## Kaynak:
-*-
Aslında Dead Space 3 için bu noktada güzel bir metafor kullanılabiliriz. Oyunun menüsünü ilk kez açtığınızda size çok farklı ve işlevsel geliyor. Fakat menüler arasında ne kadar çok dolaşırsanız, sıkılmaya başlıyorsunuz. işte Dead Space 3'ün hikaye kurgusu için de bu benzetmeyi yapabiliriz.
Dead Space 3'ün yozlaştığı en önemli faktörlerden birisi de korku unsurları. İkinci oyunda bir geçiş yaşayan oyunun, artık tamamen aksiyona döndüğünü itiraf etmek lazım. Özellikle ilk oyunda akıllıca dinamikler ile ödümüzü koparan yapım ekibi, üçüncü oyunda ise korku dinamiklerini basitleştirmiş.
Oyunda aslında kormaktan ziyada gerilimin üst safhada olduğunu söyleyebilirim. Bu gerilim unsuru ise pekte beklediğimiz cinsten değil. Daha çok bir oda içerisinde yaratıklardan kaçmanın gerilimini yaşıyorsunuz. Çünkü oyunun birçok kısmında bir odaya giriyor ve belli bir süre boyunca gelen yaratık akınına karşı duruyorsunuz. hele ki kendini yenileyen Necromorphlar da işin içine girince bu basit gerilim taktiği de ayyuka çıkıyor.
-*-
## Görev A:
Dead Space 3 yazısında "Dead Space 3'ün yozlaştığı" sözcükleriyle açılıp "de ayyuka çıkıyor." ile kapanan bölümü hiçbir değişiklik yapmadan yeniden yazın.
## Görev B:
Dead Space 3 yazısına göre oyuncu, oyunun birçok kısmında bir odaya girdikten sonra ne yapıyor?
-*-
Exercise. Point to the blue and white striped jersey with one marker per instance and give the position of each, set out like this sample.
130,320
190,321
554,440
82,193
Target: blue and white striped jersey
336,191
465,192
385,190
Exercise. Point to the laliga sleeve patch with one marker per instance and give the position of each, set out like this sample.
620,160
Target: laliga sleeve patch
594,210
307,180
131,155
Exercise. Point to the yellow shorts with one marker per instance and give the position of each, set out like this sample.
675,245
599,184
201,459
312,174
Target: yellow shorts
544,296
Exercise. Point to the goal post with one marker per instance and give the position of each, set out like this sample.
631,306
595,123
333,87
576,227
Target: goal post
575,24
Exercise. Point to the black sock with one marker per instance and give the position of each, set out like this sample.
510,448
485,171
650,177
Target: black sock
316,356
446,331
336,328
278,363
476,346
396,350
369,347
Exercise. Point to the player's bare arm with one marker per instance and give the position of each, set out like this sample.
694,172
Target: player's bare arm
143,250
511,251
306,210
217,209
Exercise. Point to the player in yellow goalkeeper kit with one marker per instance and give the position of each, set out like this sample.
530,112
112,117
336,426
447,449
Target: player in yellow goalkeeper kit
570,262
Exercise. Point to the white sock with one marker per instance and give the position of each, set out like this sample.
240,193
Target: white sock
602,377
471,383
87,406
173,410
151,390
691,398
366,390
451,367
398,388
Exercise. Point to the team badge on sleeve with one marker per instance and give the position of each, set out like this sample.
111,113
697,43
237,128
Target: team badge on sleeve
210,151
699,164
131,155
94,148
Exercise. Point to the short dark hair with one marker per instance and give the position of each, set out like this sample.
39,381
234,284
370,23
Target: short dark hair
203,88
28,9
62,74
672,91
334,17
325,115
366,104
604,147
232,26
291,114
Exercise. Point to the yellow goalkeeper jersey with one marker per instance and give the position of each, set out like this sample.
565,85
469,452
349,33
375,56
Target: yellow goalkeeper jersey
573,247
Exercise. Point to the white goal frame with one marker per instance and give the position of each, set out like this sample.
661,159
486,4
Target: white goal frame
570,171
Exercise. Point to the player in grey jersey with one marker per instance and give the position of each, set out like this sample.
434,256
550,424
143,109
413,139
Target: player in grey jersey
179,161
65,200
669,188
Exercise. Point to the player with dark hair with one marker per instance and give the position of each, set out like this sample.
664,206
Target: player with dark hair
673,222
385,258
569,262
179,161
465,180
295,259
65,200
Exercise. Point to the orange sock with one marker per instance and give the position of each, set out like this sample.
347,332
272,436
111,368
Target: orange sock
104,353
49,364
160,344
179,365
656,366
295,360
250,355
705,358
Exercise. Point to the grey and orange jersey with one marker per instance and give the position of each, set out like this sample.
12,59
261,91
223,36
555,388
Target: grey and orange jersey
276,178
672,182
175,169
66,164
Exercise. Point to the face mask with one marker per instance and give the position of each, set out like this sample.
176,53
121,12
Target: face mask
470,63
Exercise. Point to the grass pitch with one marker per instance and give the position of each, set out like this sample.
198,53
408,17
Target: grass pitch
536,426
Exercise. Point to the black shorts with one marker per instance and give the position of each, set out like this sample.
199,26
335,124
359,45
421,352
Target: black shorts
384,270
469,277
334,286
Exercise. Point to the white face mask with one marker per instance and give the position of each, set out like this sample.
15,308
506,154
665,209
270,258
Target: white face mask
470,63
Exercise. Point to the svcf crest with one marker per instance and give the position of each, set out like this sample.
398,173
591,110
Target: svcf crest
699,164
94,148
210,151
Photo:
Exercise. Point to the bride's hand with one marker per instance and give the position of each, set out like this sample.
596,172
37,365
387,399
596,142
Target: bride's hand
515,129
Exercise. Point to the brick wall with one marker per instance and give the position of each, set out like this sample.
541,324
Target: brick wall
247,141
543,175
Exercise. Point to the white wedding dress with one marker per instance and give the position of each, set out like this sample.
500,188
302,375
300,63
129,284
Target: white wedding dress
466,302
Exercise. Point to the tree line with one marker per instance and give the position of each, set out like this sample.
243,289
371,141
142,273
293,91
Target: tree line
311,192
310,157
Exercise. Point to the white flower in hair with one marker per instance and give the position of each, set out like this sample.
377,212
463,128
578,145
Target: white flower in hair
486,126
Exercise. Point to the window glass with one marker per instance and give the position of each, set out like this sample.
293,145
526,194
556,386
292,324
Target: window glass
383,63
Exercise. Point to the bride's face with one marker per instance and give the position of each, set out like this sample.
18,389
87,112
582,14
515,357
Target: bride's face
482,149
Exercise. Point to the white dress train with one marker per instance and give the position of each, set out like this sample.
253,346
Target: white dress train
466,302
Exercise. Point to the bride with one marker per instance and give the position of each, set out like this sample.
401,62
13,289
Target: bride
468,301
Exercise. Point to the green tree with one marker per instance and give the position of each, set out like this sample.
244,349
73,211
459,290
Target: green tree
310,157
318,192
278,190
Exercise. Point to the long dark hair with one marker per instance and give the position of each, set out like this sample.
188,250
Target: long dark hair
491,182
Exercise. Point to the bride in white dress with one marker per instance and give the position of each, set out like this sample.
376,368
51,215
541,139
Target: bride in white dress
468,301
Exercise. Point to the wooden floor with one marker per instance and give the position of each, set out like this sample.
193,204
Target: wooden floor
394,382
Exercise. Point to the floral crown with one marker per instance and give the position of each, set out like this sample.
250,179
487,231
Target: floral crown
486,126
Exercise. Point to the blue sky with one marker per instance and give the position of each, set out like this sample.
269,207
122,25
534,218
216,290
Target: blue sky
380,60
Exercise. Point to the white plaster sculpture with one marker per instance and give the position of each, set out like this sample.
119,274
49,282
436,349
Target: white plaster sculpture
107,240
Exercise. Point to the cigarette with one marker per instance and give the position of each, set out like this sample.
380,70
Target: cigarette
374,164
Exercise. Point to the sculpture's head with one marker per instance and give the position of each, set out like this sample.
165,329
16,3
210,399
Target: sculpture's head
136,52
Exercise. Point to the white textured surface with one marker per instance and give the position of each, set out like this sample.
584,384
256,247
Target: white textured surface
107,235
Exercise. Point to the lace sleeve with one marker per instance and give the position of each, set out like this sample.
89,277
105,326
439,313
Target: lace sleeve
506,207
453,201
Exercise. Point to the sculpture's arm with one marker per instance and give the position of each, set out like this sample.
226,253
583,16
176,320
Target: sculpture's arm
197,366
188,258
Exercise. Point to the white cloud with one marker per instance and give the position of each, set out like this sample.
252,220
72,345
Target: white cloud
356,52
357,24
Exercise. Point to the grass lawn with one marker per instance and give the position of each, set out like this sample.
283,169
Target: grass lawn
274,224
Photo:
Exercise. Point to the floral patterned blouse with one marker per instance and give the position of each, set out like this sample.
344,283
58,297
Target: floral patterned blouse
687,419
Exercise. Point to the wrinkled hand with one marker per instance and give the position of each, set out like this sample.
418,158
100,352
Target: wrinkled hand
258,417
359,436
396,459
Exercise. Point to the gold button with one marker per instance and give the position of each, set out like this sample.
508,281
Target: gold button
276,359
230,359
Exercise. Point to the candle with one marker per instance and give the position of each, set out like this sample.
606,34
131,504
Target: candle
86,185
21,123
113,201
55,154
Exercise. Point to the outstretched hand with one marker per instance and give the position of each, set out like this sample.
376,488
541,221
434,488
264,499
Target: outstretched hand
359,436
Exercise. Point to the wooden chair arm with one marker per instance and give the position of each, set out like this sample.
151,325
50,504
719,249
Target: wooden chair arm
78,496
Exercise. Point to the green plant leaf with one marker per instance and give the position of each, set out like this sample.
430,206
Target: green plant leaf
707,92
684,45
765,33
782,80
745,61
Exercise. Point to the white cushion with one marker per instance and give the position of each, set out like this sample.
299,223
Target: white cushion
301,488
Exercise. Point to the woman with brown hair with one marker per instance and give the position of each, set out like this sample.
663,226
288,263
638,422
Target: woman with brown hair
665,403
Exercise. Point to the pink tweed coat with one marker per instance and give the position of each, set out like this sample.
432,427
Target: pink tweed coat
-*-
## Yanıt A:
Dead Space 3'ün yozlaştığı en önemli faktörlerden birisi de korku unsurları. İkinci oyunda bir geçiş yaşayan oyunun, artık tamamen aksiyona döndüğünü itiraf etmek lazım. Özellikle ilk oyunda akıllıca dinamikler ile ödümüzü koparan yapım ekibi, üçüncü oyunda ise korku dinamiklerini basitleştirmiş.
Oyunda aslında kormaktan ziyada gerilimin üst safhada olduğunu söyleyebilirim. Bu gerilim unsuru ise pekte beklediğimiz cinsten değil. Daha çok bir oda içerisinde yaratıklardan kaçmanın gerilimini yaşıyorsunuz. Çünkü oyunun birçok kısmında bir odaya giriyor ve belli bir süre boyunca gelen yaratık akınına karşı duruyorsunuz. hele ki kendini yenileyen Necromorphlar da işin içine girince bu basit gerilim taktiği de ayyuka çıkıyor.

## Yanıt B:
Belli bir süre boyunca gelen yaratık akınına karşı duruyor.